WHAT THE TASK REQUIRES:
Every line below that mentions the word "marks" should be copied out.

EXERCISE MATERIAL:
==========

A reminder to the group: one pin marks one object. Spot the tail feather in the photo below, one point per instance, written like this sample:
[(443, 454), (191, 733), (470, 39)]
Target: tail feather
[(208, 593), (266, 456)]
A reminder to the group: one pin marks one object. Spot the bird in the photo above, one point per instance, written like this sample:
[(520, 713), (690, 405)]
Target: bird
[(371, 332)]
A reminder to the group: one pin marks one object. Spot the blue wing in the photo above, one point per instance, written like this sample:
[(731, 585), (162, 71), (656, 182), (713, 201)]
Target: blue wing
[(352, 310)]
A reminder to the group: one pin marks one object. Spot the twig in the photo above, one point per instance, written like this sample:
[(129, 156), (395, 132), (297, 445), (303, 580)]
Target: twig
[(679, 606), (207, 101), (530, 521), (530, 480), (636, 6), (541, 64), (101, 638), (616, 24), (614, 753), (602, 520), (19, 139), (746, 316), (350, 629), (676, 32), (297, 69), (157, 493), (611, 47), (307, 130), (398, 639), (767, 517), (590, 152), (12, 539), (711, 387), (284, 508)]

==========

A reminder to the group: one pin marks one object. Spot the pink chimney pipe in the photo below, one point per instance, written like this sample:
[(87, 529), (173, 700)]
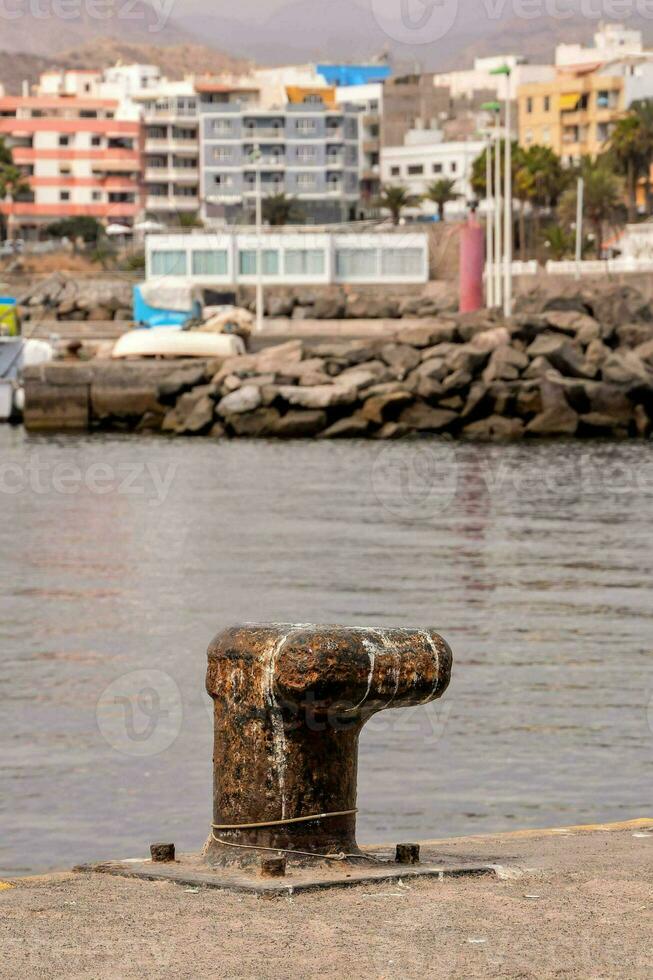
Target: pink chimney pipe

==========

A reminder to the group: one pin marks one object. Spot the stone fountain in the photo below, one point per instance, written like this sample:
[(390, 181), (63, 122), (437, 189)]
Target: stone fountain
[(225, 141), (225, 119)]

==========

TASK RESPONSE:
A reminder to the group: one pin marks one object. Spot the tail feather in the photo below, one point per instance, written like this sample:
A reminder to the group: one pin marks one object. Spot the bird in the photo above, one point per instance, written like this sample:
A reminder to the group: one pin marks one object. Spot the blue wing in the photo above, one point per instance, written like this sample:
A reminder to the group: one pin marks one object. Spot the twig in the photo above, one point per instance, written like this sample:
A reminder to the group: one pin marks one object. Spot the pink chimney pipe in the photo below, one point per instance, written like this sample:
A reminder to the group: one pin marks one object. Spot the stone fountain in the photo below, one point per instance, written like this sample:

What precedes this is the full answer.